(Image-grounded pointing data)
____________________

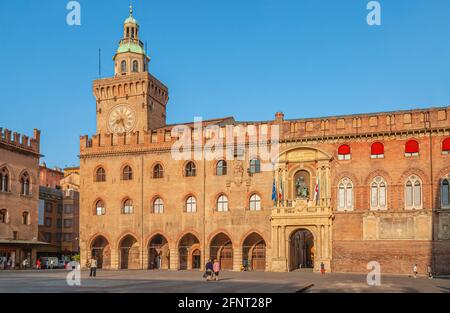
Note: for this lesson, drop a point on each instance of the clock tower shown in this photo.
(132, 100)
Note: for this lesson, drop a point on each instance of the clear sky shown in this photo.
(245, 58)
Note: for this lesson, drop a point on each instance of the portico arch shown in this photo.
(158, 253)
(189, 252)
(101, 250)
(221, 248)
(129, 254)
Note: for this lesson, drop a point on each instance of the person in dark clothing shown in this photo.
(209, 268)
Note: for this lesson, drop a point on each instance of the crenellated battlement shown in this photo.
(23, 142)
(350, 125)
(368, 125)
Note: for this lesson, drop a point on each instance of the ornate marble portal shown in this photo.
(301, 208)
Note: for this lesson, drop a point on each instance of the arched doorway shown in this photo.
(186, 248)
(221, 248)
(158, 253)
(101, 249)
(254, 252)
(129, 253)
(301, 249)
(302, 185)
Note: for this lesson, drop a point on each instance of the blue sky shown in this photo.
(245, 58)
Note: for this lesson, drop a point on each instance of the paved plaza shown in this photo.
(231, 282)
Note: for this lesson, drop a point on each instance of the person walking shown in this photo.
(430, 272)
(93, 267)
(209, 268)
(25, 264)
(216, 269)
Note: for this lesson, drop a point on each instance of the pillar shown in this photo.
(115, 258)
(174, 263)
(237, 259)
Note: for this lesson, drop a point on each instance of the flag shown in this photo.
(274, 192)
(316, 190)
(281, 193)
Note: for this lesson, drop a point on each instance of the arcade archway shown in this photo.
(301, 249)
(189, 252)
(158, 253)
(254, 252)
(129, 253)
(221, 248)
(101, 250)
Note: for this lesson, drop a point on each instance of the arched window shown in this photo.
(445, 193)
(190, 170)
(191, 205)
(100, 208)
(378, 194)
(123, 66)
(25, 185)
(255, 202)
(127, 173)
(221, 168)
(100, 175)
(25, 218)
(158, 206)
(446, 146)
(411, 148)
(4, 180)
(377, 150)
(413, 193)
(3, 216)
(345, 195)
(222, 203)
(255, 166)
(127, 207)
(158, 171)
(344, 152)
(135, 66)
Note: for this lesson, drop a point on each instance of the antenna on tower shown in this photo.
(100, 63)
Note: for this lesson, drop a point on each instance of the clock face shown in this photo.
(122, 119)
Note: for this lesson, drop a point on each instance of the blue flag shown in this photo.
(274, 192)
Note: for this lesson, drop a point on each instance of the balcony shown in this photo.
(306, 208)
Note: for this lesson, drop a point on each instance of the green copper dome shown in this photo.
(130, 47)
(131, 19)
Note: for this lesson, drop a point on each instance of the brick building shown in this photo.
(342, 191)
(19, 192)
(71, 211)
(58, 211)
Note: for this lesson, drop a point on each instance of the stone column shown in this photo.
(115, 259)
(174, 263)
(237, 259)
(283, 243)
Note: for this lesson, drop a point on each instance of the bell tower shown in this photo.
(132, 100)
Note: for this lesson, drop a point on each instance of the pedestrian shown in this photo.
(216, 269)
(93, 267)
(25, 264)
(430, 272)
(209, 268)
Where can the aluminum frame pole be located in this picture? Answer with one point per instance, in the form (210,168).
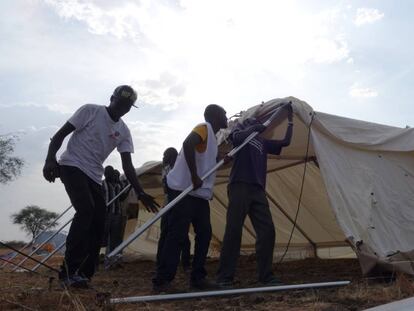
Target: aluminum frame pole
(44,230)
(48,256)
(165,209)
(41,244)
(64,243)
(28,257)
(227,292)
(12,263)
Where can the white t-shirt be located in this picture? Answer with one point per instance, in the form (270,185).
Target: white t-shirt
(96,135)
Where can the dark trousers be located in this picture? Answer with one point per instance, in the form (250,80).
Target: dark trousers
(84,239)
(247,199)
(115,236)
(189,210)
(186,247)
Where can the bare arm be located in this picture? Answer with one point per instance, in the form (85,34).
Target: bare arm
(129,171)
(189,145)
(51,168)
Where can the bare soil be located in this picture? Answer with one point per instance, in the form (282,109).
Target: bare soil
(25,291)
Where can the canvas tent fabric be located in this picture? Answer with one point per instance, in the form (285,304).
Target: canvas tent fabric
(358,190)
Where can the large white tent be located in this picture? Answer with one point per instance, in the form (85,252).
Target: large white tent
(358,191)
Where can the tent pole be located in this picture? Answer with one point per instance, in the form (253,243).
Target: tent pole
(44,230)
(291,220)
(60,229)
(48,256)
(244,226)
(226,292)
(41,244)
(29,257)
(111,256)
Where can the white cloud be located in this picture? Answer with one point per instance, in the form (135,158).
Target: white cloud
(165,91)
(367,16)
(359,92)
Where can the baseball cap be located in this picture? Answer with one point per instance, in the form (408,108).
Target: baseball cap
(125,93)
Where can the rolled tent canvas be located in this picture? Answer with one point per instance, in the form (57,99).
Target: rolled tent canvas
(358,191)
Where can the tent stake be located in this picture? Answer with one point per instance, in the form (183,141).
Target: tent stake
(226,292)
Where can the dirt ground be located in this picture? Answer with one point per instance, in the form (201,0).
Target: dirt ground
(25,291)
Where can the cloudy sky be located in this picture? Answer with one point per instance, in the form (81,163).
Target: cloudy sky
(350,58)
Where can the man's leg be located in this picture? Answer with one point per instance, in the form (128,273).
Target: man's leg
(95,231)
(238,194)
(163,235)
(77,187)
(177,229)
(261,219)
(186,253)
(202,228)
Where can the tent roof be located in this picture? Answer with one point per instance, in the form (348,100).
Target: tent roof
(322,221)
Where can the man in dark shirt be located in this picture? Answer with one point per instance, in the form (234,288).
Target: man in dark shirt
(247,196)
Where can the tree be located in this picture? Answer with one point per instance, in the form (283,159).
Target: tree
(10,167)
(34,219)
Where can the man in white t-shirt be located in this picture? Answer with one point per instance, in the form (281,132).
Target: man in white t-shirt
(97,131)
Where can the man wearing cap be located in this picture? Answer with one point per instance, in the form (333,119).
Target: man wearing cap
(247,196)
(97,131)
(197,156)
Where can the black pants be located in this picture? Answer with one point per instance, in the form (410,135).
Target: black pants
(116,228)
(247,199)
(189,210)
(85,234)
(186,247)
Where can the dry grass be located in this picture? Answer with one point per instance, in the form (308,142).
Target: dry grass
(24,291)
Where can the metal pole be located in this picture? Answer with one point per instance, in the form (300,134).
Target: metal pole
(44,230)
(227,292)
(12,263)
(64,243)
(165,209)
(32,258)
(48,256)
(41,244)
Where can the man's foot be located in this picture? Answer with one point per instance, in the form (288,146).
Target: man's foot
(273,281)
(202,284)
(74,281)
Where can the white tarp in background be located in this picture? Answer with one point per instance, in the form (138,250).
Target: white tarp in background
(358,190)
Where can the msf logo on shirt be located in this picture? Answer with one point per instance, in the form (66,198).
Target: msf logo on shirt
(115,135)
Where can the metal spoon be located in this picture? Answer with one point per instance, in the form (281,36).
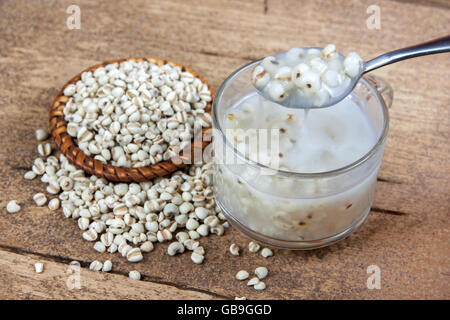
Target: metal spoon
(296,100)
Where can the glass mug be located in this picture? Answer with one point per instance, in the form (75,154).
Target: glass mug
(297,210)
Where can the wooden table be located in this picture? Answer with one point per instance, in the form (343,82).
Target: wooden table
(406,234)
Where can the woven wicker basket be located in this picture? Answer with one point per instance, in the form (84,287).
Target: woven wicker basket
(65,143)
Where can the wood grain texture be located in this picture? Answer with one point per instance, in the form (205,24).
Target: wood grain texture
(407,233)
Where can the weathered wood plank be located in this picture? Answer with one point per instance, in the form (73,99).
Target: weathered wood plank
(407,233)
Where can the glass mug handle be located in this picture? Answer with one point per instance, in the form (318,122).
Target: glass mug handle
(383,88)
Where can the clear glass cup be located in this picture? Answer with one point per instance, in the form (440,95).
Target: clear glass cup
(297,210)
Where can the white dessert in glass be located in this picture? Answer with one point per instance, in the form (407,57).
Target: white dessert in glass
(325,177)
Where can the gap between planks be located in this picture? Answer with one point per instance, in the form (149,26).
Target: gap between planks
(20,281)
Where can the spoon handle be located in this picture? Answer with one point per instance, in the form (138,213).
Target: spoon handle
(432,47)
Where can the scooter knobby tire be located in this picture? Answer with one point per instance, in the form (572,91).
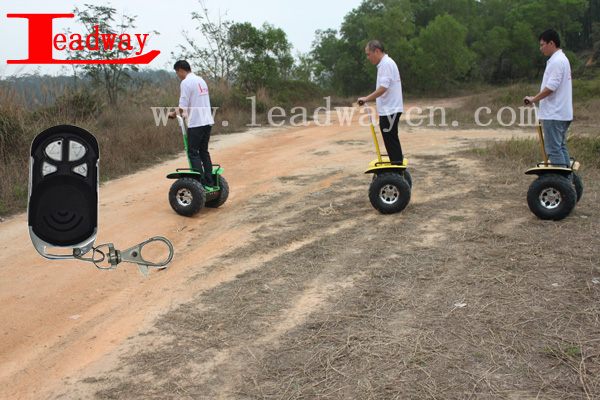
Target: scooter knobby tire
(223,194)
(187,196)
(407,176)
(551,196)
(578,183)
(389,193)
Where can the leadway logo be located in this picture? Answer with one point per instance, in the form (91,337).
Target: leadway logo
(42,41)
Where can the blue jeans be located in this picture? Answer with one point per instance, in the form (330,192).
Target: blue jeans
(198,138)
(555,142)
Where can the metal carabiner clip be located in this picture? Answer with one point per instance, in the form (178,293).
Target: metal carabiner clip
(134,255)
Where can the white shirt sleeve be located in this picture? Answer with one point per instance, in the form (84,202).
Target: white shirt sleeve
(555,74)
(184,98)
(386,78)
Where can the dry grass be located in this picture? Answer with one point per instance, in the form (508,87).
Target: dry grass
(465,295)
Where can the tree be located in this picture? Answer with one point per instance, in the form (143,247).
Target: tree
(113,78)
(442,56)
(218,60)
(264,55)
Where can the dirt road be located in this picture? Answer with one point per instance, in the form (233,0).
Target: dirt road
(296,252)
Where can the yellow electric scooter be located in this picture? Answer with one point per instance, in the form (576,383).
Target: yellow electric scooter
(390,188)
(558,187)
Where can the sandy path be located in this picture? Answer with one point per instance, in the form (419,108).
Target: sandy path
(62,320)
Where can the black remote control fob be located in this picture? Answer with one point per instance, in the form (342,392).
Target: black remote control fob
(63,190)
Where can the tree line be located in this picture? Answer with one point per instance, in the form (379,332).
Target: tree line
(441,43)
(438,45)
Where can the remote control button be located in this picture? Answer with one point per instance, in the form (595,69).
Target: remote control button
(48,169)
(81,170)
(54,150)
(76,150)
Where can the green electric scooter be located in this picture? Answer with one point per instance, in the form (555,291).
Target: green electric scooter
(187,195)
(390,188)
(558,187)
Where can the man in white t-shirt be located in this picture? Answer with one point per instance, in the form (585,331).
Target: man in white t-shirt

____________________

Problem. Write out the line containing "Target: remote control button" and every line after it through the end of the entries. Keep each one exactly as it is, and add nothing.

Answer below.
Target: remote control button
(48,169)
(81,170)
(54,150)
(76,150)
Where can the green electric scooter be located in this picture? Answer with one point per instance, in the form (555,291).
Target: green electric scooter
(187,195)
(390,188)
(558,187)
Where can the man in white t-shirt be located in this picture? Answer with one point per instance, in the form (585,331).
Target: man in white t-shirt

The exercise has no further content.